TEXT TO READ:
>>>>>
# CAN Plaque:  Danke schön, Hessians, for Helping Against "American Rebels"



## The Bread Guy (28 Aug 2009)

*The Government of Canada Recognizes the Contribution of the German Troops to the Defence of Canada During the American Revolution*
Parks Canada news release, 28 Aug 09
News release link - .pdf of news release, backgrounder also attached

QUEBEC CITY, QUEBEC--(Marketwire - Aug. 28, 2009) - Mr. Daniel Petit, Member of Parliament for Charlesbourg-Haute-Saint-Charles, on behalf of the Honourable Jim Prentice, Canada's Minister of the Environment and Minister responsible for Parks Canada, today unveiled a Historic Sites and Monuments Board of Canada plaque commemorating the national historic significance of the contribution of the German troops to the defence of Canada during the American Revolution (1776-1783).

"I am very proud to be commemorating these troops that formed an essential part of Canada's military defence system at a pivotal moment in our history. Their valiant efforts will be recognized by present and future generations," said Mr. Petit.
<<<<<
INFORMATION GIVEN:
>>>>>
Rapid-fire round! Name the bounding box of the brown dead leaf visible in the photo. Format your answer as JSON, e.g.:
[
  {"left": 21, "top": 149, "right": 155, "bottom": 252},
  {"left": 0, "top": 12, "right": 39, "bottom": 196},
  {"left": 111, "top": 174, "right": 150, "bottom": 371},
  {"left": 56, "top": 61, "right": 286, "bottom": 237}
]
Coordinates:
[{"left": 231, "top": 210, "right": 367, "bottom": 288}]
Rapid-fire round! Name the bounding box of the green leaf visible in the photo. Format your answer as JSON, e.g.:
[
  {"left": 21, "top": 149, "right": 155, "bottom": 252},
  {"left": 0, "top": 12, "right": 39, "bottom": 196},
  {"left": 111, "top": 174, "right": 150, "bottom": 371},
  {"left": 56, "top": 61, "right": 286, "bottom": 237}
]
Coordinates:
<<<<<
EXERCISE DESCRIPTION: Copy the post above about the Canadian plaque for the German troops word for word, from its title to the end.

FINAL RESULT:
# CAN Plaque:  Danke schön, Hessians, for Helping Against "American Rebels"



## The Bread Guy (28 Aug 2009)

*The Government of Canada Recognizes the Contribution of the German Troops to the Defence of Canada During the American Revolution*
Parks Canada news release, 28 Aug 09
News release link - .pdf of news release, backgrounder also attached

QUEBEC CITY, QUEBEC--(Marketwire - Aug. 28, 2009) - Mr. Daniel Petit, Member of Parliament for Charlesbourg-Haute-Saint-Charles, on behalf of the Honourable Jim Prentice, Canada's Minister of the Environment and Minister responsible for Parks Canada, today unveiled a Historic Sites and Monuments Board of Canada plaque commemorating the national historic significance of the contribution of the German troops to the defence of Canada during the American Revolution (1776-1783).

"I am very proud to be commemorating these troops that formed an essential part of Canada's military defence system at a pivotal moment in our history. Their valiant efforts will be recognized by present and future generations," said Mr. Petit.